• **Extrait retenu**
----
Selon plusieurs études, pour la localisation de la tumeur primitive, la 18F-fluciclovine, même en imagerie TEP/IRM, n'est pas supérieure à l'IRM multiparamétrique. Sa performance pour la stadification ganglionnaire initiale est limitée ; dans une étude, elle n'a détecté que 1 patient avec invasion métastatique sur 7 (22). Pour la détection des récidives occultes, aucune étude comparative avec la FCH n'a été publiée. Une étude comparative avec la 11C-choline, traceur non utilisé en France, a montré une différence limitée en sensibilité (37 % contre 32 %) et en exactitude (38 % contre 32 %) [23].
Comme le transporteur transmembranaire du cuivre est surexprimé dans de nombreux cancers, dont le CP, on a proposé tout récemment la TEP au chlorure de 64Cu. Une étude pilote portant sur 50 patients atteints de CP en récidive fait état d'un taux de positivité de 84 %, contre 56 % pour la FCH et 74 % pour l'IRM multiparamétrique (24). Un inconvénient inhérent au 64Cu est son taux d'émission de positons limité, qui oblige à allonger la durée d'acquisition des images TEP d'un facteur 2 au moins par rapport à la FCH.
La 18F-fluorodéshydrotestostérone, ligand du récepteur des androgènes
Par rapport au FDG, les traceurs métaboliques fluorés que nous venons d'énumérer sont bien plus sensibles, mais manquent pareillement de spécificité pour déceler les foyers de CP, en particulier en cas de lésions inflammatoires. Une autre approche est de mettre en évidence la surexpression, au sein du tissu néoplasique et, surtout, au niveau de la membrane cellulaire, structure la plus facile à atteindre, de cibles plus spécifiques du CP : récepteurs ou antigènes. Parmi les récepteurs, il est bien connu que le CP surexprime celui des androgènes. Pour le mettre en évidence, on a testé chez l'homme depuis plusieurs années la TEP à la 18F-fluorodéshydrotestostérone, analogue fluoré de la testostérone (25). Des études pilotes dans le CP ont été menées, surtout au stade métastatique progressif ou de CPRC (26). Ce traceur, dont la synthèse est difficile, n'est pas disponible actuellement en France.
----
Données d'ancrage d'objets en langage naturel
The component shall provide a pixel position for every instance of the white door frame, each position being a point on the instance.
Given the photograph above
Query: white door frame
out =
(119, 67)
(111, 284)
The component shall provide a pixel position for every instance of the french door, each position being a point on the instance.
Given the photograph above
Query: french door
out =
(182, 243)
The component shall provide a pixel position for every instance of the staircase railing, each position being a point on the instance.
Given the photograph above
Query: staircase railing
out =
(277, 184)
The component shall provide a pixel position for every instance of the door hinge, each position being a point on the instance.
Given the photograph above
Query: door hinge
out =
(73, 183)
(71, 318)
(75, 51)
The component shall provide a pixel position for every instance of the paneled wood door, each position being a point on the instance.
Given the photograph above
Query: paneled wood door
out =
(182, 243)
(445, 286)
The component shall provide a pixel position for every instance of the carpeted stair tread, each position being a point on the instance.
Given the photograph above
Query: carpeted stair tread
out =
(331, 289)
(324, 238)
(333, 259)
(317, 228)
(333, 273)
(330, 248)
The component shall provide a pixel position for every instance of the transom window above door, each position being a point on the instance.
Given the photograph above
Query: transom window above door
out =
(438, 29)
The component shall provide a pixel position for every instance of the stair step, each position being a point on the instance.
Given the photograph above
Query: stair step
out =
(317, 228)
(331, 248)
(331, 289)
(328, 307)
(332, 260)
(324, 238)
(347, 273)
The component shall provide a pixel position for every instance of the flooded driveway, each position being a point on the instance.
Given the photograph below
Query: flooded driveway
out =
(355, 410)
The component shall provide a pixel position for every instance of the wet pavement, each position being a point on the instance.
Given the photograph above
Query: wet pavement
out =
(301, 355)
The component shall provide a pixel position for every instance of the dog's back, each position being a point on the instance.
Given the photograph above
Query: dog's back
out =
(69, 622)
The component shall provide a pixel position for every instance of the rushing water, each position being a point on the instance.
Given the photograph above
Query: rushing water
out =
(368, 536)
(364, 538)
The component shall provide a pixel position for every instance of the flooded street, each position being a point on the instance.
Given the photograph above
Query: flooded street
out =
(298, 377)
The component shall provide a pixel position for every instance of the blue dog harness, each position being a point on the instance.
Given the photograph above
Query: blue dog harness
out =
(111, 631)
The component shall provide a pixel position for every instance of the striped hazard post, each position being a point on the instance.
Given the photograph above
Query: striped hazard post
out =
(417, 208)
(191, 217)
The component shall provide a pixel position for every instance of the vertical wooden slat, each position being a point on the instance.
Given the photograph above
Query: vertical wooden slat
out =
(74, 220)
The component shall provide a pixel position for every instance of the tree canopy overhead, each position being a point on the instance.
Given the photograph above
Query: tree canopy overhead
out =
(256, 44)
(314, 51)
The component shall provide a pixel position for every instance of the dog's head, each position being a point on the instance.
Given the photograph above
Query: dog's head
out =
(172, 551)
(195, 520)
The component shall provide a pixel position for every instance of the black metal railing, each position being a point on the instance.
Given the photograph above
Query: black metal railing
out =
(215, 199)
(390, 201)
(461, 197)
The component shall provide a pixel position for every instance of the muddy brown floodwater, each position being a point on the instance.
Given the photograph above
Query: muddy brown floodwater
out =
----
• **Travail demandé**
1. Répondez aux questions suivantes d'après l'extrait :
(a) Dans l'étude citée sur la stadification ganglionnaire initiale, combien de patients avec invasion métastatique la 18F-fluciclovine a-t-elle détectés ?
(b) Quel taux de positivité l'étude pilote portant sur 50 patients rapporte-t-elle pour la TEP au chlorure de 64Cu ?
(c) Quel traceur, analogue fluoré de la testostérone, n'est pas disponible actuellement en France ?
2. Relevez à l'identique, dans l'extrait, le passage qui va de « Comme le transporteur » jusqu'à « rapport à la FCH. ».

• **Réponses attendues**
1.
(a) Un seul patient sur 7.
(b) 84 %.
(c) La 18F-fluorodéshydrotestostérone.

2.
Comme le transporteur transmembranaire du cuivre est surexprimé dans de nombreux cancers, dont le CP, on a proposé tout récemment la TEP au chlorure de 64Cu. Une étude pilote portant sur 50 patients atteints de CP en récidive fait état d'un taux de positivité de 84 %, contre 56 % pour la FCH et 74 % pour l'IRM multiparamétrique (24). Un inconvénient inhérent au 64Cu est son taux d'émission de positons limité, qui oblige à allonger la durée d'acquisition des images TEP d'un facteur 2 au moins par rapport à la FCH.